Top of EXERCISE INPUTS
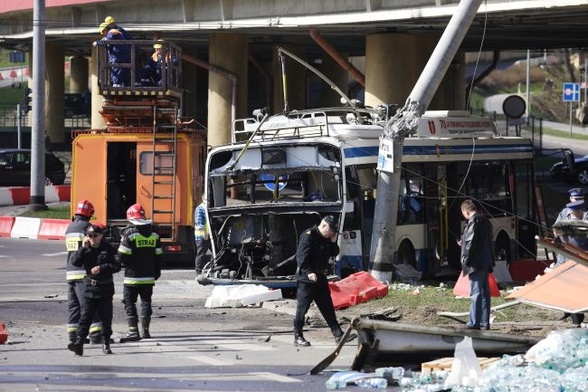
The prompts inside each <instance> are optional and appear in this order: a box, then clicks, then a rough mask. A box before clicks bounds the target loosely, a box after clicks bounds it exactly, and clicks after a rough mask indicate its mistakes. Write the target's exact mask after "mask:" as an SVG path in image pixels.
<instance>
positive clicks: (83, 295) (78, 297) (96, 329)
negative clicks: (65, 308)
mask: <svg viewBox="0 0 588 392" xmlns="http://www.w3.org/2000/svg"><path fill="white" fill-rule="evenodd" d="M85 287H86V286H85V283H84V281H83V280H76V281H70V282H67V332H71V333H77V330H78V328H79V326H80V318H81V317H82V305H83V302H84V295H85V294H84V290H85ZM91 329H92V330H93V331H94V330H95V331H96V332H97V333H98V334H99V333H101V329H102V323H101V322H100V315H99V314H98V312H96V313H94V316H93V317H92V328H91Z"/></svg>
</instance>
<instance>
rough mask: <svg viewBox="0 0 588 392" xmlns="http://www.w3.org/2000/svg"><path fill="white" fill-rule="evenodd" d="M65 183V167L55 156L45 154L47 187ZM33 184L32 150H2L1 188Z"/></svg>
mask: <svg viewBox="0 0 588 392" xmlns="http://www.w3.org/2000/svg"><path fill="white" fill-rule="evenodd" d="M64 181H65V165H64V164H63V162H62V161H61V160H60V159H59V158H58V157H57V156H55V155H54V154H52V153H50V152H46V153H45V185H61V184H63V182H64ZM30 183H31V150H26V149H17V148H3V149H0V186H6V185H21V186H30Z"/></svg>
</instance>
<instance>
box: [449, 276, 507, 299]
mask: <svg viewBox="0 0 588 392" xmlns="http://www.w3.org/2000/svg"><path fill="white" fill-rule="evenodd" d="M488 285H489V286H490V296H491V297H500V290H499V289H498V285H497V284H496V280H495V279H494V274H490V275H489V276H488ZM453 295H456V296H458V297H469V296H470V278H469V276H468V275H465V276H464V275H463V274H459V278H458V279H457V282H455V287H454V288H453Z"/></svg>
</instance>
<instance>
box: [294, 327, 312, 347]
mask: <svg viewBox="0 0 588 392" xmlns="http://www.w3.org/2000/svg"><path fill="white" fill-rule="evenodd" d="M294 345H295V346H297V347H308V346H310V342H309V341H308V340H306V339H304V336H303V335H302V331H301V330H294Z"/></svg>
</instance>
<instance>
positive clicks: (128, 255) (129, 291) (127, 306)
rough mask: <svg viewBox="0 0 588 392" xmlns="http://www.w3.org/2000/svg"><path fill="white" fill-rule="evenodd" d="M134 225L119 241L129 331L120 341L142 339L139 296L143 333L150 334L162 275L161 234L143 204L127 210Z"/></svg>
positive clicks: (124, 300)
mask: <svg viewBox="0 0 588 392" xmlns="http://www.w3.org/2000/svg"><path fill="white" fill-rule="evenodd" d="M127 219H128V220H129V222H130V223H131V226H130V227H129V228H127V229H126V230H125V231H124V232H123V234H122V238H121V241H120V246H119V247H118V253H119V255H120V260H121V263H122V265H123V267H124V268H125V279H124V288H123V299H124V303H125V311H126V313H127V321H128V326H129V331H128V332H127V335H126V336H125V337H123V338H122V339H121V340H120V342H121V343H124V342H129V341H137V340H141V335H140V334H139V325H138V324H139V318H138V314H137V306H136V303H137V298H138V297H139V296H140V297H141V326H142V327H143V337H144V338H150V337H151V334H150V333H149V325H150V323H151V315H152V314H153V310H152V309H151V297H152V295H153V286H155V281H156V280H157V279H159V277H160V276H161V259H162V255H163V250H162V248H161V241H160V239H159V235H158V234H157V233H156V232H155V231H154V230H153V223H152V221H151V220H149V219H146V218H145V210H144V209H143V207H142V206H141V205H140V204H133V205H132V206H130V207H129V209H128V210H127Z"/></svg>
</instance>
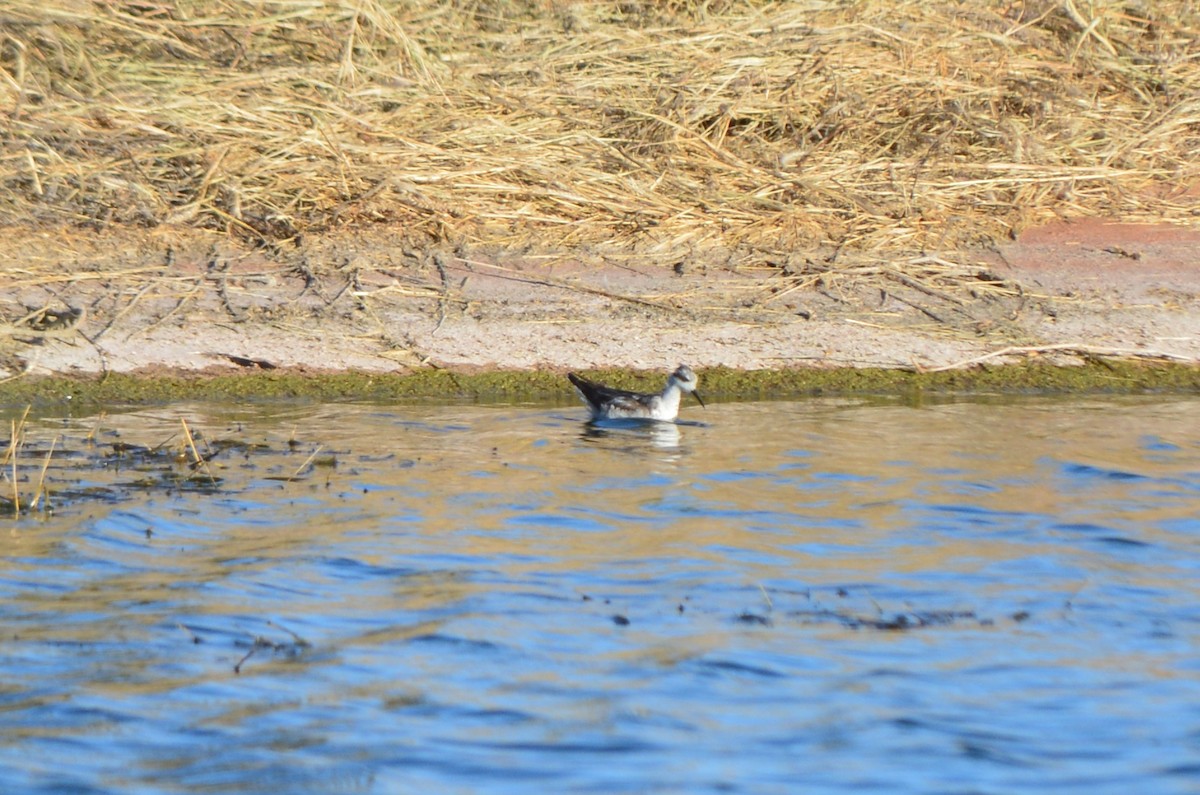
Bottom of EXERCISE INPUTS
* _TASK DIRECTIONS_: Which lines above run from the one containing "positive clicks: (128, 255)" to the one containing "225L119 241L129 331L120"? Give them again exactly, both ends included.

* _TASK OUTPUT_:
positive clicks: (128, 255) (129, 291) (127, 306)
rough mask: <svg viewBox="0 0 588 392" xmlns="http://www.w3.org/2000/svg"><path fill="white" fill-rule="evenodd" d="M134 225L119 241L129 331L120 341L142 339L139 296L143 333L150 334L162 275L161 234L143 204L127 210Z"/></svg>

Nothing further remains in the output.